Request:
Identify each line below that contains the word "water" and copy every such line in full. Matching is case-sensitive.

Entries supplied:

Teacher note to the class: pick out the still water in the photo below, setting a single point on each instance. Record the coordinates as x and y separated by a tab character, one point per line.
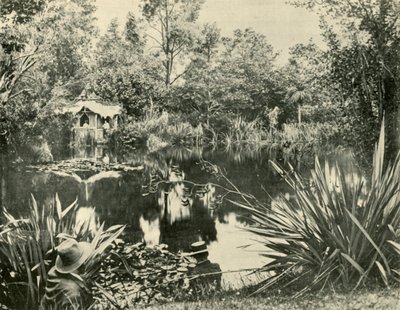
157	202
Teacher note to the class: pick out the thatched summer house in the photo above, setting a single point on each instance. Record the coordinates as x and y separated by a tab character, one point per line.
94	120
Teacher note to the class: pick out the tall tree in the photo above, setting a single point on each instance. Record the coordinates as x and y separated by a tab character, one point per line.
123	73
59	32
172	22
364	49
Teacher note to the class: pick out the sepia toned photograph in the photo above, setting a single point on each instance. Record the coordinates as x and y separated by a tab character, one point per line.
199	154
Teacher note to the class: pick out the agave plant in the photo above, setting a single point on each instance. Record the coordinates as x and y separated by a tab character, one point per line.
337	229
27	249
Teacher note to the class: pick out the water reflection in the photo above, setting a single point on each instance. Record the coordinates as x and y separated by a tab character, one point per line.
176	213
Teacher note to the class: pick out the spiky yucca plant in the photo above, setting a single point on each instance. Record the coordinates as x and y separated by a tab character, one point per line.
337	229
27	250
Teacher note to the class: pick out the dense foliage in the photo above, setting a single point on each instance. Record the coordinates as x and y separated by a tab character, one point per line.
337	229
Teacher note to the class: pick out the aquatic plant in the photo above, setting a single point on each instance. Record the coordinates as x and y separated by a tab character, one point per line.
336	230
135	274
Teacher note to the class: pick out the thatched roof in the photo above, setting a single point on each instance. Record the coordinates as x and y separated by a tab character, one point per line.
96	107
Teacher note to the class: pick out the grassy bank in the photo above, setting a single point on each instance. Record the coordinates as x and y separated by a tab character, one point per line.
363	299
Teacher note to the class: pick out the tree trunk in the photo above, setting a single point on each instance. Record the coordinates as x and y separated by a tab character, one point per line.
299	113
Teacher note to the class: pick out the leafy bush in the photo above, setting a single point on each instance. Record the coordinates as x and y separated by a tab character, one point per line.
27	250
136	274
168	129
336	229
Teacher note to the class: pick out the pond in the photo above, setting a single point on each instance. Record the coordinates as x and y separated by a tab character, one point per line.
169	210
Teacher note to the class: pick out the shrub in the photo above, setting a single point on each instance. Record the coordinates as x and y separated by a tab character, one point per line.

--

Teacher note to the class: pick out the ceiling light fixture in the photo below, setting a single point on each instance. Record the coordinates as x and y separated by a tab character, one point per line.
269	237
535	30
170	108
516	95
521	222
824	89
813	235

The solution:
Teacher note to the class: pick out the still water in the photo below, setting a single point on each instance. Record the coordinates as x and y separated by a tab character, one point per line.
Teacher note to the class: pick out the water reflection in the photo above, setting a single point on each instance. Record the coordinates as x and y separated by a tab character, one point per line.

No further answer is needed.